### Exercise aim
From the first line of the entries below, reproduce everything exactly through the line with "A point belongs on each instance of the metal", and nothing more.

### Extracted entries
****

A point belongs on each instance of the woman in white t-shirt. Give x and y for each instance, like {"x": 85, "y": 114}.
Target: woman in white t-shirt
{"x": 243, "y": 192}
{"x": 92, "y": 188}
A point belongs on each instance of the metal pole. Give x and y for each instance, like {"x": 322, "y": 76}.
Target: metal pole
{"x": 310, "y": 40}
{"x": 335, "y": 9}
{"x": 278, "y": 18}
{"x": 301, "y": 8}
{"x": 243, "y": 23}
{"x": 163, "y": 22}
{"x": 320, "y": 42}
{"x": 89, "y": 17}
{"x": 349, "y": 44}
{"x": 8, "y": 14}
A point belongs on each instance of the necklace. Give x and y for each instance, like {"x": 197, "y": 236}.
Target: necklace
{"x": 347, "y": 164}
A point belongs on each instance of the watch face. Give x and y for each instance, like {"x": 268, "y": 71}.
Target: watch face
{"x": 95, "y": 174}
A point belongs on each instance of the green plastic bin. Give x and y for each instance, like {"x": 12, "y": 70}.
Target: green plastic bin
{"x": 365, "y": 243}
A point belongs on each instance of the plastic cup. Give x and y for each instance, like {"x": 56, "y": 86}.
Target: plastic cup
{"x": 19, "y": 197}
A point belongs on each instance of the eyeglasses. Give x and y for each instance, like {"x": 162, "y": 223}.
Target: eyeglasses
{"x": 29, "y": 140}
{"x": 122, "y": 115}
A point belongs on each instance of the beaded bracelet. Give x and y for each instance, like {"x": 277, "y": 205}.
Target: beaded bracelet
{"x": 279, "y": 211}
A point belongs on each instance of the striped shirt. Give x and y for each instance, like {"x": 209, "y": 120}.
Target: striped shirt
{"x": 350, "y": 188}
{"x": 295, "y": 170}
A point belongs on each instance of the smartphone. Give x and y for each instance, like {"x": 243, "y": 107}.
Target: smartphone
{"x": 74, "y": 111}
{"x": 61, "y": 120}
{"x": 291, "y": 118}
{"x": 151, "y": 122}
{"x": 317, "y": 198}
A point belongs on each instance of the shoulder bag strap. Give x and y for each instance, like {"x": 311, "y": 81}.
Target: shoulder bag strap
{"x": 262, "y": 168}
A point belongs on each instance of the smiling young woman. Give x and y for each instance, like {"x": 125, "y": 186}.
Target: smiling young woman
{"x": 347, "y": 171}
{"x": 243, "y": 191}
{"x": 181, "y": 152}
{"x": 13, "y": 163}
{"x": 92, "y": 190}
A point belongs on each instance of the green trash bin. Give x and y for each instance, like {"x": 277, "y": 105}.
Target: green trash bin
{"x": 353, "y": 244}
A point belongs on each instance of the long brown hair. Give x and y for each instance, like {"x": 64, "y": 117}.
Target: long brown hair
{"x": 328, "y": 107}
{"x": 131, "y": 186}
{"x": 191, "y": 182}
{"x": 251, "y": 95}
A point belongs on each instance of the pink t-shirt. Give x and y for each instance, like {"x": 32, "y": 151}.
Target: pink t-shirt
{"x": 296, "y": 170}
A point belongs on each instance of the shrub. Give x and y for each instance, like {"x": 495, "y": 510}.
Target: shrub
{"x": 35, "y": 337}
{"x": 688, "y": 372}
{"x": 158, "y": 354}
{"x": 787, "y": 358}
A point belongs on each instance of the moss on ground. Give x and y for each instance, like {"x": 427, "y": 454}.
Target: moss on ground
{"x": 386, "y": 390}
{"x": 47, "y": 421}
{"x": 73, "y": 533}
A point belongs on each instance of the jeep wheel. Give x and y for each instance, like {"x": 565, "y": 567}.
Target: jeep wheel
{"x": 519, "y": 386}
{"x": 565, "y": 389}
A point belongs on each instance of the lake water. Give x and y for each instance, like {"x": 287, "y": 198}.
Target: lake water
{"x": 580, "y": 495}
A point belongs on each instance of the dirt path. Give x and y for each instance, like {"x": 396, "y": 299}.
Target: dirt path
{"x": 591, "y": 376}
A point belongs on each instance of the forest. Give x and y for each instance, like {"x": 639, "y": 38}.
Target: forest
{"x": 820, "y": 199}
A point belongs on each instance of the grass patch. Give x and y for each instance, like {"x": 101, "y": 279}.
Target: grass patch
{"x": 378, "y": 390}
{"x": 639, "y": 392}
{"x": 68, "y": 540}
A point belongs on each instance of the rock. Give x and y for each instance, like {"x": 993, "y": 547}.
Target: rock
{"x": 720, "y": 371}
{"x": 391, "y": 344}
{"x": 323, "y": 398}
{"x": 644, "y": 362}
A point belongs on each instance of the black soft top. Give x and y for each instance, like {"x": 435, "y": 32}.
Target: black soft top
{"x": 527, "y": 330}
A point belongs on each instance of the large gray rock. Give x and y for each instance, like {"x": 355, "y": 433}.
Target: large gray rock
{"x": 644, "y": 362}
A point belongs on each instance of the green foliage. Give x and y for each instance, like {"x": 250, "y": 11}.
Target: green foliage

****

### Answer below
A point belongs on each instance of the woman in white t-shirt. Give x and y for each instance, like {"x": 85, "y": 114}.
Target: woman in white t-shirt
{"x": 243, "y": 192}
{"x": 92, "y": 188}
A point belongs on each instance of the metal pole. Give x and y for each instance, like {"x": 322, "y": 76}.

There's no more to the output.